TEXT:
Next, #3 - Lynch Manipulator. Those are surprisingly forgiving, depending on their type and alignment. In town’s hands, vote power is very weak, so you can be liberal with it and give it to multiple roles. In mafia’s hands, it’s stronger, but you can limit it by not letting mafia boost their own vote power during the day (they have to activate it in the previous night), or give them other drawbacks. Actual lynch stoppers and lynch redirects are extremely strong in the hands of mafia, and still somewhat weak for town, but even then they can make the game frustrating, so you should stay away from those in most games.

#4 – Role Manipulator, like I explained above, are your dampeners. Be liberal with them. Of course, don’t give town 6 doctors in a 25p game, because they may actually start stopping the faction kill consistently, but you can usually get away with 2-3 and watch as town protects the wrong person (just remember to give mafia a super kill/roleblock to make sure the docs can’t make a confirmed player immortal). Likewise, roleblocks are super easy to relate to most characters, and don’t hurt the game too much (again, don’t let town control the game by having a million of the same role, see doctors above). Ability redirectors require some caution: while they don’t add anything new to the game, they tend to make players die in unlucky ways that they didn’t really deserve, and make the game feel like a troll game. Furthermore, they are a pain to process in high numbers. Don’t be too liberal with those.

TO DO:
a) Write out the passage of the post on mafia role design from "Next, #3 - Lynch" up to and including "in most games.".
b) In the post on mafia role design, how many doctors does the writer say you can usually get away with?
c) Please carry on the post on mafia role design from the point where it stops.

MATERIAL SUPPLIED:
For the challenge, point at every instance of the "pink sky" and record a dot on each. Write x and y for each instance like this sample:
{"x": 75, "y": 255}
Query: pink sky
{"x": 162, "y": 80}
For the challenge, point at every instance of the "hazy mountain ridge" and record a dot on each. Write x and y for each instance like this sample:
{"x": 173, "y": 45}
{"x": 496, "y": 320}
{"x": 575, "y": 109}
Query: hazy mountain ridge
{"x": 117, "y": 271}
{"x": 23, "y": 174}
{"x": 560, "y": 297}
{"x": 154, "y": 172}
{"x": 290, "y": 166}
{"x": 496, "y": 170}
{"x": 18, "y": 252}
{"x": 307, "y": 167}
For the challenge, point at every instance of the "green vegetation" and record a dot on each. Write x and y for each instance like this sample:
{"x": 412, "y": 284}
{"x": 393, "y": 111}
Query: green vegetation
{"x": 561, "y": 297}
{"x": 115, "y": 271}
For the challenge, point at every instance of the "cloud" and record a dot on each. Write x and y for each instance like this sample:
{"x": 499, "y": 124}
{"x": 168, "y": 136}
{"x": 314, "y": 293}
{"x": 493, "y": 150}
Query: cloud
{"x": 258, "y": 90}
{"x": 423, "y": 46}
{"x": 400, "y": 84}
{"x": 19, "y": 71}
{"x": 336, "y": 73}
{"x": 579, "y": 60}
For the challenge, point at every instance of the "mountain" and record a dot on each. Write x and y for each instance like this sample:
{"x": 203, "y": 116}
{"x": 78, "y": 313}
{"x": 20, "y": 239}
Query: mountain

THE RESULTS:
a)
Next, #3 - Lynch Manipulator. Those are surprisingly forgiving, depending on their type and alignment. In town’s hands, vote power is very weak, so you can be liberal with it and give it to multiple roles. In mafia’s hands, it’s stronger, but you can limit it by not letting mafia boost their own vote power during the day (they have to activate it in the previous night), or give them other drawbacks. Actual lynch stoppers and lynch redirects are extremely strong in the hands of mafia, and still somewhat weak for town, but even then they can make the game frustrating, so you should stay away from those in most games.

b) 2-3

c)
Finally, a note about passive abilities: be aware they are intrinsically better than their active counterparts, because the player doesn't have to think when to use it, they act whenever they are needed. Bulletproof can be problematic, especially in the hands of town, since it messes with mafia's ability to kill consistently, as explained above. My townies almost never have more than a one shot of bullletproof, and if they do, it's either conditional, or the role has nothing else, and they always have some clause that makes them lose vote power after they stop a kill, so it doesn't break the endgame. Mafia and indies are allowed to have more bulletproof, since town's tool is the lynch. Other passives may be used depending on the need and creativity, as long as you add counters to all of them. Abilities that remove passives on the whole, such as rolecrushes (you can make a rolecrush that only lasts one night too, if you want) can be useful in that regard.

So you add 2-3 doctors here, then 2-3 blockers there, some vote manipulators, 1 redirector, some roles that remove passives, some roles with cool passives, and when you see it, you have filled your role list, without giving town a bunch of cops and vigs. Mission accomplished.

Reactions: Like 5


----------



## Dragon D. Luffy (May 26, 2018)

*2- How to make indies that don’t suck.*

So you come to a mafia forum for the first time and sign up for a big RM game with 40+ players. Then you watch as an indie player raises hell and fire upon the puny townies and scum. Then you read the role after the game ends, and it’s like an angel wrote it. You make a decision: “that’s the kind of role I wanna make!”. So you write your 25 player setup, add 5 indies, put it on sign ups, get players and start the game.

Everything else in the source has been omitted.